## AUSZÜGE DER AUFLISTUNG
#####
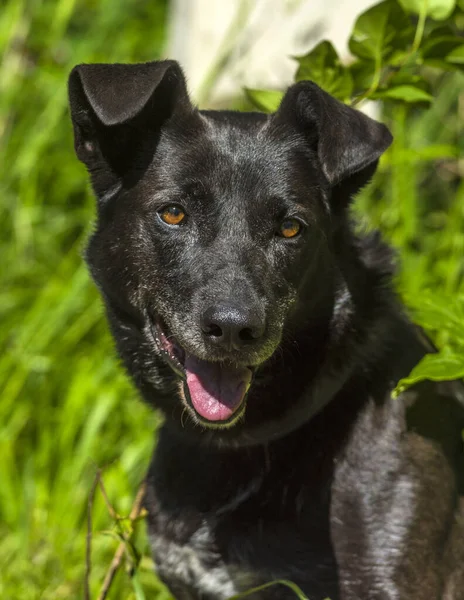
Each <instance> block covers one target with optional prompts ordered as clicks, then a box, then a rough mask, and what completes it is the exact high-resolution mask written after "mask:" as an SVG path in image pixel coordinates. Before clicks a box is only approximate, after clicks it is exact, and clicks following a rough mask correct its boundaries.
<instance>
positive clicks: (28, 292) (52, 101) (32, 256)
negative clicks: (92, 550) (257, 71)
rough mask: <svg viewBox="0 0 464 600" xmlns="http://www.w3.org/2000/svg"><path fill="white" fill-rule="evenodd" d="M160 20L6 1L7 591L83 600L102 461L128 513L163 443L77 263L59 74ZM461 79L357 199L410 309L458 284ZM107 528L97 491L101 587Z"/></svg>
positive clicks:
#####
## AUFGABE
Wandle die gesamte Auflistung oben in eine JSON-Liste von Zeichenketten um, mit einem Eintrag pro Zeile und ohne Leerzeilen. Lass die Bilder dabei weg.

## LÖSUNG
[
  "Each <instance> block covers one target with optional prompts ordered as clicks, then a box, then a rough mask, and what completes it is the exact high-resolution mask written after \"mask:\" as an SVG path in image pixel coordinates. Before clicks a box is only approximate, after clicks it is exact, and clicks following a rough mask correct its boundaries.",
  "<instance>",
  "positive clicks: (28, 292) (52, 101) (32, 256)",
  "negative clicks: (92, 550) (257, 71)",
  "rough mask: <svg viewBox=\"0 0 464 600\" xmlns=\"http://www.w3.org/2000/svg\"><path fill=\"white\" fill-rule=\"evenodd\" d=\"M160 20L6 1L7 591L83 600L102 461L128 513L163 443L77 263L59 74ZM461 79L357 199L410 309L458 284ZM107 528L97 491L101 587Z\"/></svg>",
  "positive clicks:"
]